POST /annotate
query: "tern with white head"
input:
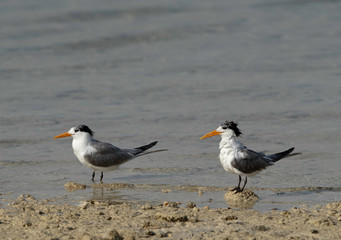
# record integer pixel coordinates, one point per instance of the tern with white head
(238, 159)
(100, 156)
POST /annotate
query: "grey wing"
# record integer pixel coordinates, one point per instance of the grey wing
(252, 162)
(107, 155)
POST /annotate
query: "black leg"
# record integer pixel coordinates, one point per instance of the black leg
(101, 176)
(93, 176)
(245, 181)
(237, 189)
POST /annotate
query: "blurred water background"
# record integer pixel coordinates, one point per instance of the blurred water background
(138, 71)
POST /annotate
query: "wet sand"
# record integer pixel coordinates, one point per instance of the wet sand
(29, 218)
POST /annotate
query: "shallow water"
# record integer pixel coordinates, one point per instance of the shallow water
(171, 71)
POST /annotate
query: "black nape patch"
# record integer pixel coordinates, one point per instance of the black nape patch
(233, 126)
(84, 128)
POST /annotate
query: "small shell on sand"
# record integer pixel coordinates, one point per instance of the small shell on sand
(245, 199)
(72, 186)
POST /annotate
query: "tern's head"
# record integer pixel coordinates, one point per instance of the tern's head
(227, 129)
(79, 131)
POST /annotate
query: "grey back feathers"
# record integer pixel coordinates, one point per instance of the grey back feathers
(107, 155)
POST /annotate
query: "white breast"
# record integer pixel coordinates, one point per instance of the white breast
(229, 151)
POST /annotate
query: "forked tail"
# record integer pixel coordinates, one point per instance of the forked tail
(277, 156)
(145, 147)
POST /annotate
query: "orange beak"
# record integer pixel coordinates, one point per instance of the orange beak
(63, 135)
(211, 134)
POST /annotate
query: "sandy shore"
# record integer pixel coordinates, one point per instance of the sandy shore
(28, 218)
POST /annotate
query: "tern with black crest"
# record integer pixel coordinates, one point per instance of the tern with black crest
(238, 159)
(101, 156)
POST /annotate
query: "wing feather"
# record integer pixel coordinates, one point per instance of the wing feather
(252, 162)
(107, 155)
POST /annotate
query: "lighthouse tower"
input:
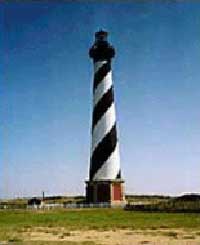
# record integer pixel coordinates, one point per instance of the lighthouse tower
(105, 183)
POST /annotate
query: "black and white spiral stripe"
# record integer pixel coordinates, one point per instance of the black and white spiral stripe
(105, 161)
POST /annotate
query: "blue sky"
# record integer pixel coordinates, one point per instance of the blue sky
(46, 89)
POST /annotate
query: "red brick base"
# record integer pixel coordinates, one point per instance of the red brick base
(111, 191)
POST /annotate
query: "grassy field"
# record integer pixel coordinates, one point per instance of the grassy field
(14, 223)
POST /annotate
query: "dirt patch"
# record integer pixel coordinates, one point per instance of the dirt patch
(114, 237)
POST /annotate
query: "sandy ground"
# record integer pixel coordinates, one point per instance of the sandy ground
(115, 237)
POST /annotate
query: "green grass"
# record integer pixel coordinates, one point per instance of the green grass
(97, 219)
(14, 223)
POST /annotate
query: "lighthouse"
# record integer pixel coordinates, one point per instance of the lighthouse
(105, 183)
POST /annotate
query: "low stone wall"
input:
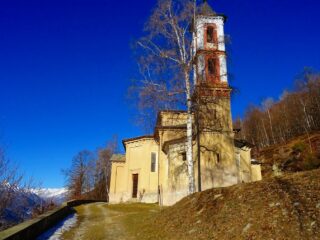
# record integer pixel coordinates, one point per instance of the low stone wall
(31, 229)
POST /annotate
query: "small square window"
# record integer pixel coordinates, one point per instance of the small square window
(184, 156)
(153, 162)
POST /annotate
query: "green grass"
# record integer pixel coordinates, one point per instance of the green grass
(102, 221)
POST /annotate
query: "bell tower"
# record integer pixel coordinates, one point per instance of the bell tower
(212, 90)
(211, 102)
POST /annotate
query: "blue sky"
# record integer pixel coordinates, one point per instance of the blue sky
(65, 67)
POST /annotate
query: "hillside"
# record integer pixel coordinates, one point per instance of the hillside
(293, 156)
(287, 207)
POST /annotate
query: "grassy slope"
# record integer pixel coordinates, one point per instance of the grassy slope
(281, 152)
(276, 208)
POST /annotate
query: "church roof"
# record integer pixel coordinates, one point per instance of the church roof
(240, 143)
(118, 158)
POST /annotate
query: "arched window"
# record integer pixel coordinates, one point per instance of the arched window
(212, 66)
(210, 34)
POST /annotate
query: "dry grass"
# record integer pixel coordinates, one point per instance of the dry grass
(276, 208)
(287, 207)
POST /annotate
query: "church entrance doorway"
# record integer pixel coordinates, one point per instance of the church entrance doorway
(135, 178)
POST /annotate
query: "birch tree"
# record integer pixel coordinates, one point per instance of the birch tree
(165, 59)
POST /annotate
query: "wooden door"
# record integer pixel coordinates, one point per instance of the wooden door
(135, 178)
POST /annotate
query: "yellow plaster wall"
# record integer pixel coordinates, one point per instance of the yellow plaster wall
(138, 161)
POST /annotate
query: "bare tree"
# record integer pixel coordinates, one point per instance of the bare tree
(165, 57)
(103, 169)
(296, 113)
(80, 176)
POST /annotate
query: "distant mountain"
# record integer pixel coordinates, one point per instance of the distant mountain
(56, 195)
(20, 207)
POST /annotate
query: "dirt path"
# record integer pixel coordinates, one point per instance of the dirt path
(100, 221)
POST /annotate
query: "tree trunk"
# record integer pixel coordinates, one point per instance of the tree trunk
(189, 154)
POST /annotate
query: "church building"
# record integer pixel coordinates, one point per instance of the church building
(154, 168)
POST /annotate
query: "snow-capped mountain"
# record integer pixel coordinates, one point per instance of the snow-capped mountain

=====

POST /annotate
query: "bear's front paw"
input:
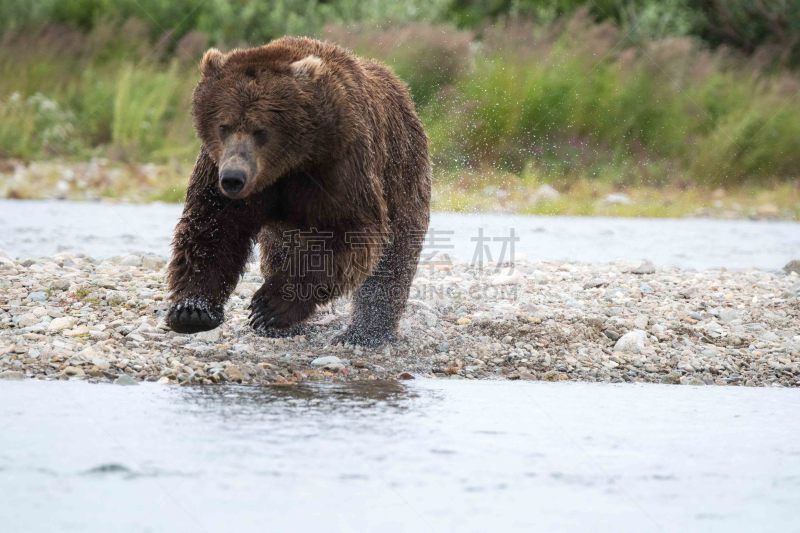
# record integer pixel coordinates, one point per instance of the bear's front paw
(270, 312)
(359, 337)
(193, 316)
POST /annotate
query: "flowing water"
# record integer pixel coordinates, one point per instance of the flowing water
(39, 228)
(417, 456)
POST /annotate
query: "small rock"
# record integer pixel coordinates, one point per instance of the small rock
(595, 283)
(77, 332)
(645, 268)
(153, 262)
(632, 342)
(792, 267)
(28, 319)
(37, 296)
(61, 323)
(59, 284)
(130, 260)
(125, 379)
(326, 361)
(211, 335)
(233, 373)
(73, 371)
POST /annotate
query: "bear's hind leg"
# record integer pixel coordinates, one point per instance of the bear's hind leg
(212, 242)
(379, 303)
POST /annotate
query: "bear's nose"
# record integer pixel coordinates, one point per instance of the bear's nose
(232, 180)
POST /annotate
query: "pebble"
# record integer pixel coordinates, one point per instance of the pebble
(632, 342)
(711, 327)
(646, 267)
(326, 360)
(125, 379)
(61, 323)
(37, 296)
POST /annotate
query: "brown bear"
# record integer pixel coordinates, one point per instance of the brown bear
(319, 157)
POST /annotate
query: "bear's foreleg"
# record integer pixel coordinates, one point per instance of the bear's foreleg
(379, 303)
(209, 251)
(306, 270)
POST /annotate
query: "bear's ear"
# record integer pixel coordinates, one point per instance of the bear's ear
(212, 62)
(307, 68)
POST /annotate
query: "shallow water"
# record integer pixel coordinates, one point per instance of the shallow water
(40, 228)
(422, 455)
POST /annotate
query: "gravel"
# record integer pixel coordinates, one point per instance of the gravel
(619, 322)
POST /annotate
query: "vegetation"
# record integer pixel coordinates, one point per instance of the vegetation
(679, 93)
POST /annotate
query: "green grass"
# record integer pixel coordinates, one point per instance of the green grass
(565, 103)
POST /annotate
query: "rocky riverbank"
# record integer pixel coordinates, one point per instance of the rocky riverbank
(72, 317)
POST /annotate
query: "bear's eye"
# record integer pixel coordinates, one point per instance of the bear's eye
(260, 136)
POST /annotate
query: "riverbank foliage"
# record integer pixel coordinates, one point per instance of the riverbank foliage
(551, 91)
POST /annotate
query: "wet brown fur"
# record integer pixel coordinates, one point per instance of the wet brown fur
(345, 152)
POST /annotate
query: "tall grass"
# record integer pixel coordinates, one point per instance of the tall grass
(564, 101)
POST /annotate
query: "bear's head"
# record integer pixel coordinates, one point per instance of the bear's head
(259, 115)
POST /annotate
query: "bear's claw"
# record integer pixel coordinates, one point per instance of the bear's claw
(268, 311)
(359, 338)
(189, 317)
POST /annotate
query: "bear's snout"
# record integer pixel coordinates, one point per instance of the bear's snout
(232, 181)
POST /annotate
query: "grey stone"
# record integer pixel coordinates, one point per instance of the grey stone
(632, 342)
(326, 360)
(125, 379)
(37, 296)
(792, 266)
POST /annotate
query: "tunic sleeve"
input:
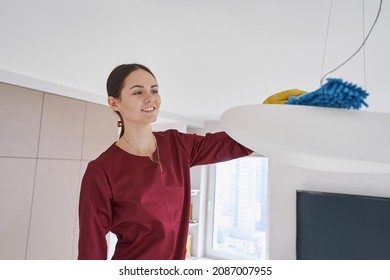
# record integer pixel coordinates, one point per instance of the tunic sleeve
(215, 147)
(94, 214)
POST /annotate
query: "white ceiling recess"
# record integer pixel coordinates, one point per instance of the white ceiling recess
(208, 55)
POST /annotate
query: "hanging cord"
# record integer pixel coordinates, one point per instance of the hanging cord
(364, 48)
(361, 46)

=====

[TASK DIRECTIONS] Gather every line in the lines above that contains the word "building".

[SOLUTION TO THIS EXERCISE]
query: "church building"
# record integer pixel coordinates, one point per instance of the church building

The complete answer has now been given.